## PROBLEM TO SOLVE
All of the data that follows should be written out exactly.

## DATA EXCERPTS
*-*-*

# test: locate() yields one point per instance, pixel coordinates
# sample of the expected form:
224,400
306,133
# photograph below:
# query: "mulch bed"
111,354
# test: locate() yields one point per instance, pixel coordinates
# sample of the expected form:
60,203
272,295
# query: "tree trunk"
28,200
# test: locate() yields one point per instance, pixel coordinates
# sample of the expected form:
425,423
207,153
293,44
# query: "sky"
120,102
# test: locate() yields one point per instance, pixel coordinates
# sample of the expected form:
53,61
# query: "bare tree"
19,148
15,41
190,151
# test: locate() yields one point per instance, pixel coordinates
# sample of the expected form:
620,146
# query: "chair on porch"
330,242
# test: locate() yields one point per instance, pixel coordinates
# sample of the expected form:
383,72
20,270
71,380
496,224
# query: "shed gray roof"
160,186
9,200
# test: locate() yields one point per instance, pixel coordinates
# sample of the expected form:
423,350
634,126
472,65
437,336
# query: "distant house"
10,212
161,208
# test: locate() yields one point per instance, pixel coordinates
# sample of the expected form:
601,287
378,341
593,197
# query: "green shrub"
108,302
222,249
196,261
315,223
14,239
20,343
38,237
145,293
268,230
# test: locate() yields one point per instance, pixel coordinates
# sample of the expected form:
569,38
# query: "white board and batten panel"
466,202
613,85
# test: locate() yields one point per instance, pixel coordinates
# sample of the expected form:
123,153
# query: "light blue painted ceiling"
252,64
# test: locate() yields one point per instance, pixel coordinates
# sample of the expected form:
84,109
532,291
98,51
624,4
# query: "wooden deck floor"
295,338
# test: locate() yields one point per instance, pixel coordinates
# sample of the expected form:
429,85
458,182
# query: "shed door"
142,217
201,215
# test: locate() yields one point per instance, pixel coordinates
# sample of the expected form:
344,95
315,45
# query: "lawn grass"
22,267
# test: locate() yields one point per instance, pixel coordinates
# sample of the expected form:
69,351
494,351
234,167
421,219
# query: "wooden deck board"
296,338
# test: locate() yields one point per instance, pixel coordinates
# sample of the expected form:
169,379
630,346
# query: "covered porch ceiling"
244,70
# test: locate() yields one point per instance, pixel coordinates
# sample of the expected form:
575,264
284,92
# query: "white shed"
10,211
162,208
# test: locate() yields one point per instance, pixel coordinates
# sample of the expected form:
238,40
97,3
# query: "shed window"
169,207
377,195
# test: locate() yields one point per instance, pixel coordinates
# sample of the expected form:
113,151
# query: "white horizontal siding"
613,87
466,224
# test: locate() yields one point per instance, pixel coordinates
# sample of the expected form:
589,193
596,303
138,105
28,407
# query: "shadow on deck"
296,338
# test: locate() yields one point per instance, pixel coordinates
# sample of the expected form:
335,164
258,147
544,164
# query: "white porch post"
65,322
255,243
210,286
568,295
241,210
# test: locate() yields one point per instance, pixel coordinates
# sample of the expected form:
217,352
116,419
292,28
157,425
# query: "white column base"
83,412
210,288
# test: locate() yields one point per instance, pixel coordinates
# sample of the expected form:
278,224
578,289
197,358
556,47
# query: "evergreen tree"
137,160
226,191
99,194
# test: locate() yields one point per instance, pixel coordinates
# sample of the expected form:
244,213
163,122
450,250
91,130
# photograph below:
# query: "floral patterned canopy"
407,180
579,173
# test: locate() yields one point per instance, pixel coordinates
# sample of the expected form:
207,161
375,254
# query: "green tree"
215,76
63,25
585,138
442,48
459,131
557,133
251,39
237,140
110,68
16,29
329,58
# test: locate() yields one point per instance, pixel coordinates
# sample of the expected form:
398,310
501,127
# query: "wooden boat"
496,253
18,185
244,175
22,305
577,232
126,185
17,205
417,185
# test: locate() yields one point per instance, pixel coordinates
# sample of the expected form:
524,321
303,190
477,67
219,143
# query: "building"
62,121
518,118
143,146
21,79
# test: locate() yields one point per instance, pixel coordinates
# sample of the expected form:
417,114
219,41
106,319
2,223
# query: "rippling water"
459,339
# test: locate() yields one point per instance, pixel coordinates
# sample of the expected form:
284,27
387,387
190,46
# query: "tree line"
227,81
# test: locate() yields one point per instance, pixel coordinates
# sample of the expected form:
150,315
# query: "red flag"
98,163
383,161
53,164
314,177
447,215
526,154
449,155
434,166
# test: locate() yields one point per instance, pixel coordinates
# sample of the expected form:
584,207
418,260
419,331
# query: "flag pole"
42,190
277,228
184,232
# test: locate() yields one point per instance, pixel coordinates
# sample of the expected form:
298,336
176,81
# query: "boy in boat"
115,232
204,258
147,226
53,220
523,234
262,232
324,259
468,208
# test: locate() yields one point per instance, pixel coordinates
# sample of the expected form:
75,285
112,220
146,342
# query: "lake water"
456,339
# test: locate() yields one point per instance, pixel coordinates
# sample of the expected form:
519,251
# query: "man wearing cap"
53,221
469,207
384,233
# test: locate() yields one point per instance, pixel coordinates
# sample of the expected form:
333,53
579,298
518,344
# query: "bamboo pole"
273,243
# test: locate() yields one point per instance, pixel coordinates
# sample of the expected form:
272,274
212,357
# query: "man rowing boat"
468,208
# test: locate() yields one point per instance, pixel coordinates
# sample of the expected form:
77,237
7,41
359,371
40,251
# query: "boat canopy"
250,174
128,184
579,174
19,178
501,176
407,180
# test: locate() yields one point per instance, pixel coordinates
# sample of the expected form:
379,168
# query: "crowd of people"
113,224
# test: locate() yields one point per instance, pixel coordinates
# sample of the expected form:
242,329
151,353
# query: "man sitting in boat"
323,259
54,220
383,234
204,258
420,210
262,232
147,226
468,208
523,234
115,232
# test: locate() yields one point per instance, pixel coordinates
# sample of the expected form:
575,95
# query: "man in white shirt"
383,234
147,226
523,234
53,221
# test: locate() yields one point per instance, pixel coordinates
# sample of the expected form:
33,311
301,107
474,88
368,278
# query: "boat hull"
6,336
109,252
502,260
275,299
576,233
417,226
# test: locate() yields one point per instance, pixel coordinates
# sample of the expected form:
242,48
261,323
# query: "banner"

*-*-*

## ANSWER TO THE PROBLEM
# test: locate() yields one point per instance, pixel coordinates
# sample of the expected form:
224,400
306,133
# photograph below:
# query: "mulch bed"
111,354
# test: locate() yields one point per instance, pixel coordinates
# sample of the expected form:
60,203
272,295
# query: "tree trunk"
28,200
# test: locate() yields one point per instance, pixel coordinates
# sample of the expected form:
425,423
207,153
293,44
# query: "sky"
120,102
# test: locate() yields one point per instance, pixel coordinates
# sample of the expected form:
53,61
# query: "bare tree"
19,148
15,41
190,151
# test: locate() yields one point per instance, pixel coordinates
# sample of the expected form:
620,146
# query: "chair on porch"
330,242
# test: locate() yields one point per instance, pixel coordinates
# sample of the expected form:
383,72
20,270
71,380
496,224
# query: "shed gray roof"
160,186
9,200
# test: locate() yields one point per instance, pixel coordinates
# sample of the expected form:
423,350
634,126
472,65
437,336
# query: "distant house"
10,212
161,208
# test: locate() yields one point per instance, pixel coordinates
# sample of the expected form:
601,287
378,341
593,197
# query: "green shrub"
108,302
222,249
196,261
315,223
14,239
20,343
38,237
145,293
268,230
# test: locate() yields one point per instance, pixel coordinates
# sample of the expected form:
569,38
# query: "white board and batten panel"
466,202
613,85
# test: locate() yields one point per instance, pixel coordinates
# sample of the expected form:
123,153
# query: "light blue painted ceiling"
252,64
# test: locate() yields one point per instance, pixel coordinates
# sample of the expected form:
84,109
532,291
98,51
624,4
# query: "wooden deck floor"
295,338
# test: locate() yields one point per instance, pixel coordinates
# sample of the expected form:
429,85
458,182
# query: "shed door"
142,217
201,215
# test: locate() yields one point per instance, pixel coordinates
# sample of the expected form:
344,95
315,45
# query: "lawn grass"
22,267
# test: locate() yields one point per instance, pixel coordinates
# sample of the expected form:
69,351
494,351
234,167
421,219
# query: "wooden deck board"
296,338
# test: locate() yields one point per instance, pixel coordinates
# sample of the expected form:
169,379
630,346
# query: "covered porch ceiling"
244,70
# test: locate() yields one point per instance, pixel coordinates
# sample of the expected form:
575,264
284,92
# query: "white shed"
10,211
162,208
# test: locate() yields one point per instance, pixel coordinates
# sample of the expected form:
238,40
97,3
# query: "shed window"
169,207
377,195
# test: locate() yields one point per instance, pixel coordinates
# sample of the expected form:
113,151
# query: "white horizontal siding"
613,87
466,224
# test: locate() yields one point per instance, pixel coordinates
# sample of the expected form:
589,193
596,303
138,105
28,407
# query: "shadow on deck"
296,338
# test: locate() yields one point per instance, pixel coordinates
# sample of the expected form:
335,164
258,147
544,164
# query: "white porch post"
65,322
255,243
210,286
568,295
241,210
# test: locate() yields one point per instance, pixel coordinates
# sample of the expected form:
217,352
116,419
292,28
157,425
# query: "white column base"
83,412
210,288
# test: locate() yields one point per instance, pixel coordinates
# sample of the expected form:
278,224
578,289
197,358
556,47
# query: "evergreen tree"
137,160
226,191
99,194
# test: locate() yields one point per instance, pixel coordinates
# sample of the expected form:
244,213
163,122
450,250
91,130
# photograph below:
# query: "floral patterned canopy"
407,180
579,173
# test: locate() yields one point per instance, pixel coordinates
# sample of the expected form:
207,161
375,254
# query: "green tree"
215,76
63,25
585,138
442,48
459,131
557,133
251,39
237,140
110,68
16,29
329,58
# test: locate() yields one point per instance, pixel coordinates
# sample of the expected form:
398,310
501,127
# query: "wooden boat"
496,253
18,185
244,175
22,305
577,232
126,185
17,205
417,185
# test: locate() yields one point per instance, pixel coordinates
# sample of the expected form:
524,321
303,190
477,67
219,143
# query: "building"
62,121
518,118
143,146
21,79
# test: locate() yields one point per instance, pixel coordinates
# sample of the expected form:
417,114
219,41
106,319
2,223
# query: "rippling water"
459,339
# test: locate() yields one point per instance, pixel coordinates
# sample of the expected form:
284,27
387,387
190,46
# query: "tree line"
227,81
# test: locate() yields one point per instance, pixel coordinates
# sample of the expected form:
150,315
# query: "red flag"
98,163
383,161
53,164
314,177
447,215
526,154
449,155
434,166
# test: locate() yields one point per instance, pixel coordinates
# sample of the expected form:
584,207
418,260
419,331
# query: "flag pole"
42,190
277,228
184,232
# test: locate() yields one point per instance, pixel coordinates
# sample of the expected form:
298,336
176,81
# query: "boy in boat"
115,232
204,258
147,226
53,220
523,234
262,232
324,259
468,208
# test: locate() yields one point per instance, pixel coordinates
# sample of the expected form:
75,285
112,220
146,342
# query: "lake water"
456,339
# test: locate() yields one point per instance, pixel coordinates
# sample of the expected form:
519,251
# query: "man wearing cap"
53,221
469,207
384,233
# test: locate() yields one point per instance, pixel coordinates
# sample of the expected form:
333,53
579,298
518,344
# query: "bamboo pole"
273,243
# test: locate() yields one point per instance, pixel coordinates
# sample of the expected form:
272,274
212,357
# query: "man rowing boat"
468,208
# test: locate() yields one point per instance, pixel coordinates
# sample of the expected form:
77,237
7,41
359,371
40,251
# query: "boat canopy"
250,174
128,184
579,174
19,178
501,176
407,180
# test: locate() yields one point per instance, pixel coordinates
# sample of the expected form:
379,168
# query: "crowd of people"
113,224
# test: locate() yields one point per instance, pixel coordinates
# sample of the expected form:
242,329
151,353
# query: "man sitting in boat"
323,259
54,220
383,234
204,258
420,210
262,232
147,226
468,208
523,234
115,232
# test: locate() yields one point per instance, pixel coordinates
# sample of the expected form:
575,95
# query: "man in white shirt"
383,234
147,226
523,234
53,221
# test: locate() yields one point per instance, pixel coordinates
# sample of the expected form:
33,311
301,107
474,88
368,278
# query: "boat hull"
6,336
109,252
502,260
275,299
576,233
417,226
# test: locate() yields one point per instance, pixel coordinates
# sample of the expected form:
242,48
261,323
# query: "banner"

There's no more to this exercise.